(Items listed in a dataset)
# # # #

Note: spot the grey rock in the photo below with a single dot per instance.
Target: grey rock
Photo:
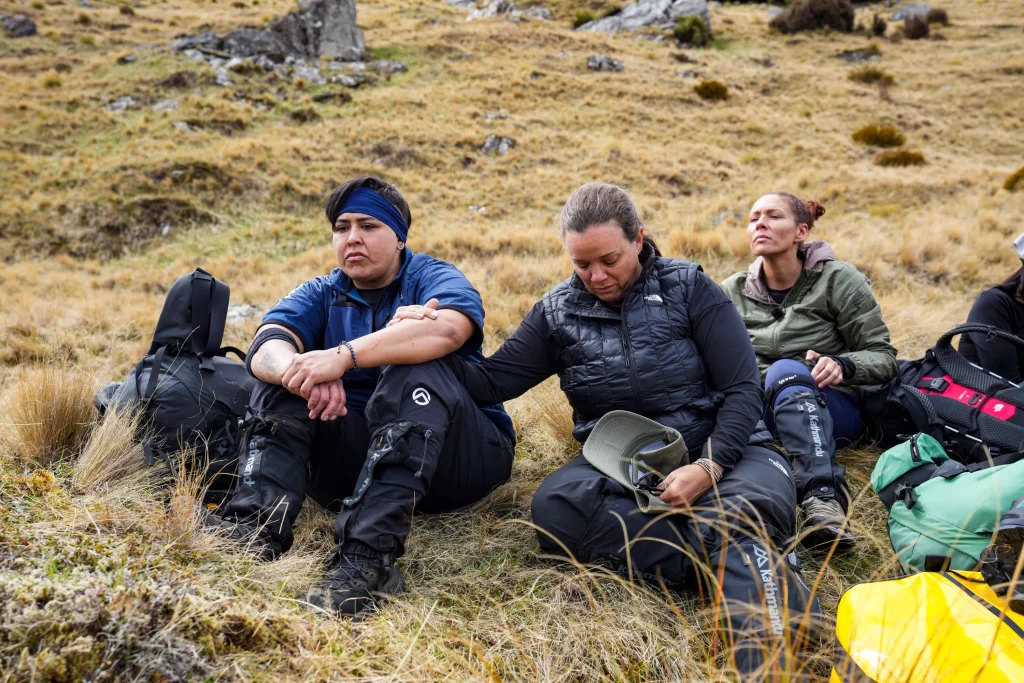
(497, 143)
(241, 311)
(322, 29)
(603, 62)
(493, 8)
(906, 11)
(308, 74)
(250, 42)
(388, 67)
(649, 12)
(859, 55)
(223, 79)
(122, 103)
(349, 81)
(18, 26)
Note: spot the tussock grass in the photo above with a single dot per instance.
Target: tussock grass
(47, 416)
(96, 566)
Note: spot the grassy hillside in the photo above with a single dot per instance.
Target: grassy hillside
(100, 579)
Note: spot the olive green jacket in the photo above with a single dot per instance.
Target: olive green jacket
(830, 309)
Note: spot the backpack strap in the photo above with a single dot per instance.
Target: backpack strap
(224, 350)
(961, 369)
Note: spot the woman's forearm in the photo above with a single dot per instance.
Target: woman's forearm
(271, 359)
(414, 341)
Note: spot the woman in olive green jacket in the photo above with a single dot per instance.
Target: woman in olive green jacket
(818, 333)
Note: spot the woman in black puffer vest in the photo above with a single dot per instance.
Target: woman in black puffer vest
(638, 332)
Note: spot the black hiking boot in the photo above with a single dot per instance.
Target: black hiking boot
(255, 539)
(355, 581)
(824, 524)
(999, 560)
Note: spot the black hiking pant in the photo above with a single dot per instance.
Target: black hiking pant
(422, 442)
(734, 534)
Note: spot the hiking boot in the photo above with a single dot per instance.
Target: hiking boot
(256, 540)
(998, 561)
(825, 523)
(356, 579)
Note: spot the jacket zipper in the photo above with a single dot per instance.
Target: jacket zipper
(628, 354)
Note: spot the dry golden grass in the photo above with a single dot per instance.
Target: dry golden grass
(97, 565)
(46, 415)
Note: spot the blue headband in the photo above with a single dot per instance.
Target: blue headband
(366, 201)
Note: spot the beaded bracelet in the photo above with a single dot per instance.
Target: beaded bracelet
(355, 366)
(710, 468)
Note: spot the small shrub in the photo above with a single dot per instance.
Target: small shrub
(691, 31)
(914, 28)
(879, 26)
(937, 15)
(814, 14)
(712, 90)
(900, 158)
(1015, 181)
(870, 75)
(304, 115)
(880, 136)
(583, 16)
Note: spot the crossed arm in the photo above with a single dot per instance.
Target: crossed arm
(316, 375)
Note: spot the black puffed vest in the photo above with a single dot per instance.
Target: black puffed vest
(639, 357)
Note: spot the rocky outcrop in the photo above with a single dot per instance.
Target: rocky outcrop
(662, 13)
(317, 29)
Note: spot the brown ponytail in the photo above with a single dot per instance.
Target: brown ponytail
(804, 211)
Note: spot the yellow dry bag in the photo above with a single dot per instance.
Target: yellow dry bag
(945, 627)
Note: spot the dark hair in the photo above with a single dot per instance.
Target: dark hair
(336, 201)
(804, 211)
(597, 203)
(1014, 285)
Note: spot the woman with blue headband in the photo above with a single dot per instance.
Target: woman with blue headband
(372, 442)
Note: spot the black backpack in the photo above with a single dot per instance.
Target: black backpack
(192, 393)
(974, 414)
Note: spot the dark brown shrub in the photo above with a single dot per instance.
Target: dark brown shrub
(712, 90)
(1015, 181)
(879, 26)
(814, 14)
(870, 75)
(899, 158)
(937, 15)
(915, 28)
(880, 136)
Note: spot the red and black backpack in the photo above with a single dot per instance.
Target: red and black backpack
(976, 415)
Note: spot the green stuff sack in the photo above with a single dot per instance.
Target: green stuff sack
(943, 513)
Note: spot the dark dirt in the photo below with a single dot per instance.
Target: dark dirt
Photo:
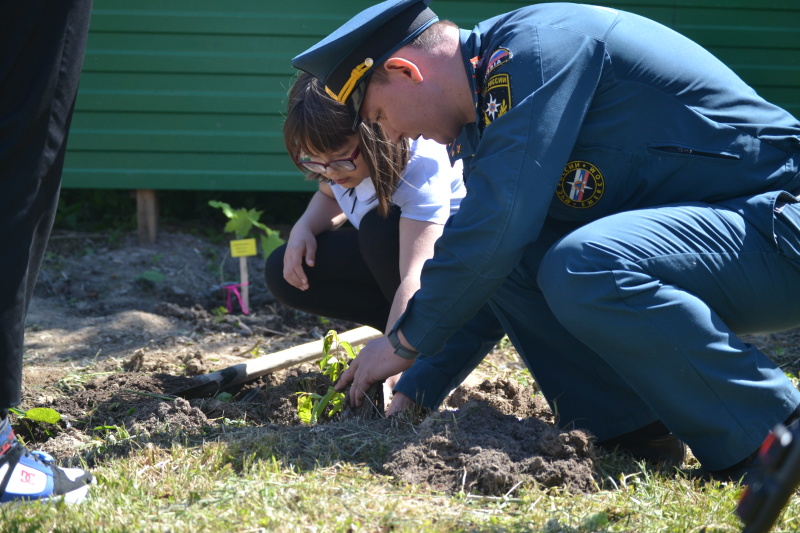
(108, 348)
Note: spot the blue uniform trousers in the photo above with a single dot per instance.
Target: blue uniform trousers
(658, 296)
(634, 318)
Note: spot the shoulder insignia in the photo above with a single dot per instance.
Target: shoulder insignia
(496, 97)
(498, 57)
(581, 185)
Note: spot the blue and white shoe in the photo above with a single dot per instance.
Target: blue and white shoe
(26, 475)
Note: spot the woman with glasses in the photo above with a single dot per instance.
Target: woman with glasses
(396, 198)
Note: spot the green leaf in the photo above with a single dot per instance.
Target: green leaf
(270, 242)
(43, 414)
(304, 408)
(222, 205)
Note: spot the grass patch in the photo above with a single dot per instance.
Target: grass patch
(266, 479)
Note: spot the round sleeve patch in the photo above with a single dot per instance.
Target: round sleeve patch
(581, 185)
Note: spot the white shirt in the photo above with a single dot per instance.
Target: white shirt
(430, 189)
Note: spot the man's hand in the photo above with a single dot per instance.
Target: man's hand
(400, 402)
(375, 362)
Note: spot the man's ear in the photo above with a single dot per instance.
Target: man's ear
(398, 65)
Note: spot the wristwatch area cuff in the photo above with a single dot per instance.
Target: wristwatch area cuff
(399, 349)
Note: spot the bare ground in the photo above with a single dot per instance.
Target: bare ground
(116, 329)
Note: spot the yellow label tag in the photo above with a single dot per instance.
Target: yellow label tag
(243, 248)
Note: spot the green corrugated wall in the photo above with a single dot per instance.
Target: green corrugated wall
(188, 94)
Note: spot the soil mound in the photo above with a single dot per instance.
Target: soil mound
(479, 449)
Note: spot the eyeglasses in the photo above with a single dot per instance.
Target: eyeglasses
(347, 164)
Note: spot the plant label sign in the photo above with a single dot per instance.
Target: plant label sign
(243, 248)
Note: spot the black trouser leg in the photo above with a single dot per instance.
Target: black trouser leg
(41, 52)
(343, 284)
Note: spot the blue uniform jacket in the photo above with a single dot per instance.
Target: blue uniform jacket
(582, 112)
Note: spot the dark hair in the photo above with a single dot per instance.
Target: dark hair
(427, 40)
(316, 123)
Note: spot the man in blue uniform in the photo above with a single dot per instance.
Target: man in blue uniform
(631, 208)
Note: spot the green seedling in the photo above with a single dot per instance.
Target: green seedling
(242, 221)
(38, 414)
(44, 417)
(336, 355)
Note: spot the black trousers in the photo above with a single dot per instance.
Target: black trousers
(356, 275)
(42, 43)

# # # #

Written exercise -
Exclude the pictures, and transcribe all of the material exactly.

Result -
Note: spot the grey rock in the photo below with a single dot per instance.
Target: grey rock
Photo:
(497, 143)
(241, 311)
(322, 29)
(603, 62)
(493, 8)
(906, 11)
(308, 74)
(250, 42)
(388, 67)
(649, 12)
(859, 55)
(223, 79)
(122, 103)
(349, 81)
(18, 26)
Note: spot the tussock grass in the photo above with a single dot per instance.
Target: tussock grass
(47, 416)
(96, 566)
Note: spot the grassy hillside in the photo above with a single dot per instance.
Target: grassy hillside
(100, 579)
Note: spot the olive green jacket in the photo above with a single dot per instance.
Target: olive green jacket
(830, 309)
Note: spot the backpack strap in the photo above with a single dot per instance.
Target: backpack strap
(224, 350)
(961, 369)
Note: spot the woman's forearm in the photo above with a single dot per instance.
Target: woman's forearm
(271, 359)
(414, 341)
Note: spot the woman in olive green jacket in the photo above with a single dot per instance.
Target: woman in olive green jacket
(818, 333)
Note: spot the woman in black puffer vest in the photo above with a single dot per instance.
Target: woman in black puffer vest
(638, 332)
Note: spot the black hiking boot in the photo above with a single dot per instance.
Target: black hiking boot
(255, 539)
(355, 581)
(824, 524)
(999, 560)
Note: spot the black hiking pant in the photo above with a single dot per instance.
Target: black hiking pant
(422, 442)
(734, 534)
Note: spot the hiking boot in the photo above with a single dot per instance.
Target: hiking boot
(256, 540)
(998, 561)
(825, 523)
(356, 579)
Note: spot the jacket zipper in the photo above with a single dot per instance.
Target: jacket zipper
(628, 354)
Note: spot the dry golden grass in the photo above with a single dot per instance.
Target: dry golden grass
(97, 565)
(46, 415)
Note: spot the blue headband in the photo above with a single dot per instance.
Target: blue headband
(366, 201)
Note: spot the beaded bracelet in the photo above with a single dot per instance.
Target: beaded bracelet
(355, 366)
(710, 468)
Note: spot the small shrub in the photo above with a single dot per instance.
Target: small shrub
(691, 31)
(914, 28)
(879, 26)
(937, 15)
(814, 14)
(712, 90)
(900, 158)
(1015, 181)
(870, 75)
(304, 115)
(880, 136)
(583, 16)
Note: spot the crossed arm in the photo above with a single dot per instance.
Target: crossed arm
(316, 375)
Note: spot the black puffed vest in the photo above with a single dot per instance.
Target: black puffed vest
(639, 357)
Note: spot the rocky outcrop in the photo above with a single dot per instance.
Target: rocky outcrop
(662, 13)
(317, 29)
Note: spot the brown ponytail in the photo above with a single dot per instance.
Target: brown ponytail
(804, 211)
Note: spot the yellow dry bag in the photo above with a single dot per instance.
Target: yellow dry bag
(945, 627)
Note: spot the dark hair in the photo above with a single dot per instance.
Target: dark hair
(336, 201)
(804, 211)
(597, 203)
(1014, 285)
Note: spot the woman with blue headband in the photo above with a single dot per instance.
Target: woman with blue headband
(372, 442)
Note: spot the black backpack in the photo above with a single dot per instance.
Target: black backpack
(192, 393)
(974, 414)
Note: spot the dark brown shrub in the photo above with a single dot per instance.
Target: dark brown shrub
(712, 90)
(1015, 181)
(879, 26)
(814, 14)
(870, 75)
(899, 158)
(937, 15)
(915, 28)
(880, 136)
Note: spot the red and black backpack in the photo above with a single dot per instance.
Target: red and black backpack
(976, 415)
Note: spot the green stuff sack in the photo above with a single dot per instance.
Target: green stuff sack
(943, 513)
Note: spot the dark dirt in the photo below with a single dot per instance.
Target: dark dirt
Photo:
(108, 348)
Note: spot the blue uniform trousers in the photo above with a single dot per instance.
Target: blue uniform trousers
(658, 296)
(634, 318)
Note: spot the shoulder insignia in the photo above with a single dot per instance.
Target: shoulder insignia
(496, 97)
(498, 57)
(581, 185)
Note: spot the blue and white shoe in the photo above with a single dot per instance.
Target: blue and white shoe
(26, 475)
Note: spot the woman with glasses in the photo above with a single dot per instance.
Target: woman with glasses
(396, 198)
Note: spot the green leaf in the photo above with a single dot per instance.
Target: green leaf
(270, 242)
(43, 414)
(304, 408)
(222, 205)
Note: spot the grass patch in the photo above with a single dot per instance.
Target: grass patch
(266, 479)
Note: spot the round sleeve patch in the photo above with a single dot per instance.
Target: round sleeve patch
(581, 185)
Note: spot the white shirt in the photo above with a single dot per instance.
Target: white shirt
(430, 189)
Note: spot the man's hand in the photo above with a single dot per instance.
Target: man's hand
(400, 402)
(375, 362)
Note: spot the man's ear in the photo above with a single dot per instance.
Target: man's ear
(398, 65)
Note: spot the wristwatch area cuff in the photo above with a single dot per instance.
Target: wristwatch area cuff
(399, 349)
Note: spot the bare ground in the photo above with a single dot per instance.
Target: bare ground
(116, 329)
Note: spot the yellow label tag in the photo above with a single dot per instance.
Target: yellow label tag
(243, 248)
Note: spot the green corrugated wall in the photo above with a single dot per instance.
Target: green corrugated wall
(188, 94)
Note: spot the soil mound in the photo above with a single dot per instance.
Target: soil mound
(479, 449)
Note: spot the eyeglasses in the photo above with a single dot per instance.
Target: eyeglasses
(347, 164)
Note: spot the plant label sign in the photo above with a single dot per instance.
Target: plant label sign
(243, 248)
Note: spot the black trouser leg in the photo above with a single dot per instance.
Target: black trouser leg
(41, 52)
(343, 284)
Note: spot the blue uniform jacket in the photo above with a single dot per instance.
Target: blue uniform jacket
(582, 112)
Note: spot the dark hair in the photo above with a single dot per instance.
Target: dark hair
(427, 40)
(316, 123)
Note: spot the man in blue uniform in the photo above with a single dot per instance.
Target: man in blue uniform
(631, 208)
Note: spot the green seedling in the photo above with a single dot per instance.
Target: green seedling
(242, 221)
(38, 414)
(44, 417)
(336, 355)
Note: spot the black trousers in the photo above with a single dot per instance.
Target: black trousers
(356, 275)
(42, 43)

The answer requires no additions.